* begin RAW RECORDS *
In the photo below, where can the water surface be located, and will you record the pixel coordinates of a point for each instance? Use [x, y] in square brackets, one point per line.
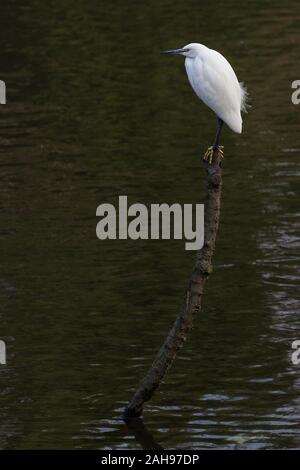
[93, 111]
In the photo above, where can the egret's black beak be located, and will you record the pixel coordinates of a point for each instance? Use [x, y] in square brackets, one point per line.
[174, 51]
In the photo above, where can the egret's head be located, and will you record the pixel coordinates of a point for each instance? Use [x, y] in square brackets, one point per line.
[190, 51]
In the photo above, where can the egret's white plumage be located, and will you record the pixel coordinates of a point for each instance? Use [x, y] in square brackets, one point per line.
[215, 83]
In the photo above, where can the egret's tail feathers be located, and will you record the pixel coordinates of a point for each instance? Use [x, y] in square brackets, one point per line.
[245, 97]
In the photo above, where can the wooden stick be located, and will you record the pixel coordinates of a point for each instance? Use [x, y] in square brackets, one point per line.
[193, 296]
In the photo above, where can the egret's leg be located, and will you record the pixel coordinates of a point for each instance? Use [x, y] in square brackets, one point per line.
[216, 148]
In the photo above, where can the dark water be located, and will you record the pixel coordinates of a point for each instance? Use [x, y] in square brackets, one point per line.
[93, 111]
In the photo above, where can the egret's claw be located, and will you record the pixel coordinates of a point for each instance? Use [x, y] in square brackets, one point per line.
[211, 151]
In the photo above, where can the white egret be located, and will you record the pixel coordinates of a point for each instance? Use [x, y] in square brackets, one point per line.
[215, 83]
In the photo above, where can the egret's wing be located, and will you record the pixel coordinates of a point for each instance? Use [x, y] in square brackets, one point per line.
[216, 84]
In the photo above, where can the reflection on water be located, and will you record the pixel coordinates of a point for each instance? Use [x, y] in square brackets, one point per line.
[93, 111]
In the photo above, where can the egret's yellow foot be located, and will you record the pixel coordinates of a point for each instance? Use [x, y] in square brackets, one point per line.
[211, 151]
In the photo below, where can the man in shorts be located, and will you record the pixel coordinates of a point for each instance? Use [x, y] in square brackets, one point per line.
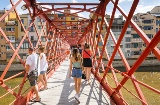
[32, 69]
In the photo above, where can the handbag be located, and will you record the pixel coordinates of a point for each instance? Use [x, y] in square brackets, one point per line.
[34, 72]
[83, 76]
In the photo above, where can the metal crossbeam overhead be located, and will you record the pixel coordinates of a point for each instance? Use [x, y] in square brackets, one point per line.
[59, 34]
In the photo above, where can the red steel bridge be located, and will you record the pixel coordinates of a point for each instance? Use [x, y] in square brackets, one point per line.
[58, 40]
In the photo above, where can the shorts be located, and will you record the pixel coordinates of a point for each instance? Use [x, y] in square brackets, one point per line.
[32, 79]
[42, 72]
[87, 62]
[77, 73]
* end RAW RECORDS *
REQUEST
Rewrite the material from the line containing "In the photo above, where can the red" through the end as a JSON list of strings, with each line as its own string and blank lines omitted.

ANSWER BELOW
[
  "In the photo above, where can the red steel bridge be located, and will you record the pixel coordinates of a point for each instance? Use [x, y] in square brackets, one point per line.",
  "[58, 40]",
  "In the photo above, where can the shorts be located, and will you record the pixel coordinates of a point for each instance? Use [x, y] in square brackets, one point per line.",
  "[32, 79]",
  "[42, 72]",
  "[87, 62]",
  "[77, 73]"
]